Reproduce the entries exactly.

## Information given
>> START

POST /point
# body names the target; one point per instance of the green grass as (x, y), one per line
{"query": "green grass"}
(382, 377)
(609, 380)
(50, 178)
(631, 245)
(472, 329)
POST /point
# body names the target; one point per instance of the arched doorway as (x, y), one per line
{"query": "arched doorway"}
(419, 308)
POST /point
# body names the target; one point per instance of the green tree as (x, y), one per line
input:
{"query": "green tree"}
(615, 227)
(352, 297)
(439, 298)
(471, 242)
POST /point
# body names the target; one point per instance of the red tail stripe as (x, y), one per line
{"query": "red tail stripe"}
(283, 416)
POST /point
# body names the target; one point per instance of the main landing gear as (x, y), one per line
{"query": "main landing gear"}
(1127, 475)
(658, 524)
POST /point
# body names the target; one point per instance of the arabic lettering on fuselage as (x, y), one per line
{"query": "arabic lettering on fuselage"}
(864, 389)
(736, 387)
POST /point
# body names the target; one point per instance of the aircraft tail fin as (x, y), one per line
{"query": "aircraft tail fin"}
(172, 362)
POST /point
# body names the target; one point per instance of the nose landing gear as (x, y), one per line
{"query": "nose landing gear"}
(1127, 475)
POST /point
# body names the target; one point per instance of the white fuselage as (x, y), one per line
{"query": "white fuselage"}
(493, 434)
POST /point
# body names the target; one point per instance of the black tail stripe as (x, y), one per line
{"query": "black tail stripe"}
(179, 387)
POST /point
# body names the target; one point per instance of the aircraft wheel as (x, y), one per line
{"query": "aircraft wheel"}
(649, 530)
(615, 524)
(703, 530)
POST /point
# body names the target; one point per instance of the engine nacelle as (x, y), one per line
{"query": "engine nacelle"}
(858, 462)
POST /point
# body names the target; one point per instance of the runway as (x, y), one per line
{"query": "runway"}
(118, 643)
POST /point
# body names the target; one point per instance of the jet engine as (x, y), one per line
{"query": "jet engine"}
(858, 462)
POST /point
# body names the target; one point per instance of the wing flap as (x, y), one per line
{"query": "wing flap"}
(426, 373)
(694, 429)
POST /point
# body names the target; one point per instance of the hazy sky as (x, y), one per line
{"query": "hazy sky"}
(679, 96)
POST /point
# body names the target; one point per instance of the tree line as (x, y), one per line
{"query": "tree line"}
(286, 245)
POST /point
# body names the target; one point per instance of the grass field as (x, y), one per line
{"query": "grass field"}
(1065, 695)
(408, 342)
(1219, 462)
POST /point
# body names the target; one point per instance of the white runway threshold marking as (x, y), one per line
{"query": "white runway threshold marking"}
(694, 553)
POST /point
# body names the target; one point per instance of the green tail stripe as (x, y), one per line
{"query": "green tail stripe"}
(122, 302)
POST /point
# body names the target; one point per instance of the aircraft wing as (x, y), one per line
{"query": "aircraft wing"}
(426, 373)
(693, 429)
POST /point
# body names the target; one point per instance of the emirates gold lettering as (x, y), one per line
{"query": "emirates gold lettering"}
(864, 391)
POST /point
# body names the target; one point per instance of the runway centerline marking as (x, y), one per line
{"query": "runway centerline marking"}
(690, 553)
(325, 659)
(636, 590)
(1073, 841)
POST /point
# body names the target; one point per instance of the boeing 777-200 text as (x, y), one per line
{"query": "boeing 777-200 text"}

>> END

## Written reply
POST /point
# body names the target; one point per instance of the green grass as (x, y), one per line
{"query": "green grass"}
(382, 377)
(609, 380)
(50, 178)
(631, 245)
(472, 329)
POST /point
# body names the target; one point per instance of the arched doorway as (x, y), one per line
{"query": "arched doorway"}
(419, 308)
POST /point
# body names the target; one point per instance of the green tree as (x, y), one per line
input:
{"query": "green tree"}
(615, 227)
(352, 297)
(439, 298)
(471, 242)
POST /point
# body names the target; one point per instance of the red tail stripe as (x, y), one per line
{"query": "red tail stripe"}
(283, 416)
POST /point
# body names the target; one point per instance of the main landing gear as (x, y), one per line
{"query": "main landing gear"}
(1127, 475)
(658, 524)
POST /point
# body names the target; one point per instance of the arabic lettering on fuselage as (x, y), one per line
{"query": "arabic lettering on fuselage"}
(864, 389)
(736, 387)
POST /point
# body names the target; one point per instance of the aircraft tail fin as (x, y), one per line
{"query": "aircraft tail fin"}
(172, 362)
POST /point
# body names the target; one point per instance of the nose landing gear as (x, y), one per line
{"query": "nose landing gear"}
(1127, 475)
POST /point
# body names the target; one point per instance of the white fuselage as (x, y), one per line
{"query": "white fuselage"}
(493, 434)
POST /point
# body names the target; one point per instance of the black tail stripe as (x, y), one per line
{"query": "black tail stripe"}
(179, 387)
POST /point
# body names the target; one point per instance of the aircraft wheel as (x, y), one per line
{"query": "aircraft wheel"}
(649, 530)
(615, 524)
(703, 530)
POST /point
# body names the target; one point per instance of the engine nacelle as (x, y), one per line
{"query": "engine nacelle"}
(858, 462)
POST /point
# body names the target; one point per instance of the runway as (x, y), one per line
{"query": "runway"}
(118, 643)
POST /point
# body names the target; one point per instance of the jet engine as (x, y), one per line
{"query": "jet engine"}
(858, 462)
POST /point
# body names the target; one point per instance of the wing flap as (x, y), one per line
{"query": "wing flap"}
(426, 373)
(694, 429)
POST /point
# body names the target; one point per instance of the hazy sky as (x, y), one per line
{"query": "hazy sky"}
(679, 96)
POST /point
# body names the target; one point per instance of the tree line as (x, y), one per line
{"query": "tree line"}
(286, 245)
POST /point
# body names the target; one point per instance of the grass field as (x, y), one per line
{"query": "grass field"}
(1065, 695)
(408, 342)
(1219, 462)
POST /point
# body names the target; one point per instance of the white runway threshold marking as (x, y), one per line
{"query": "white runway threshold marking"}
(694, 553)
POST /point
# body names the target; one point per instance of the green tail stripe as (x, y), one per line
{"query": "green tail stripe"}
(122, 302)
POST /point
# body names the target; one point per instance of the aircraft wing as (x, y), one per line
{"query": "aircraft wing"}
(426, 373)
(693, 429)
POST /point
# body names the target; one point per instance of the emirates gold lettering as (x, y), one per line
{"query": "emirates gold lettering"}
(864, 391)
POST /point
# body names the target; one point per instance of the runway centerline marking as (x, y), one per line
{"query": "runway centerline marking"}
(690, 553)
(325, 659)
(636, 590)
(1073, 841)
POST /point
# body names the target; one point per instance of the boeing 777-200 text as (x, y), one per line
{"query": "boeing 777-200 text"}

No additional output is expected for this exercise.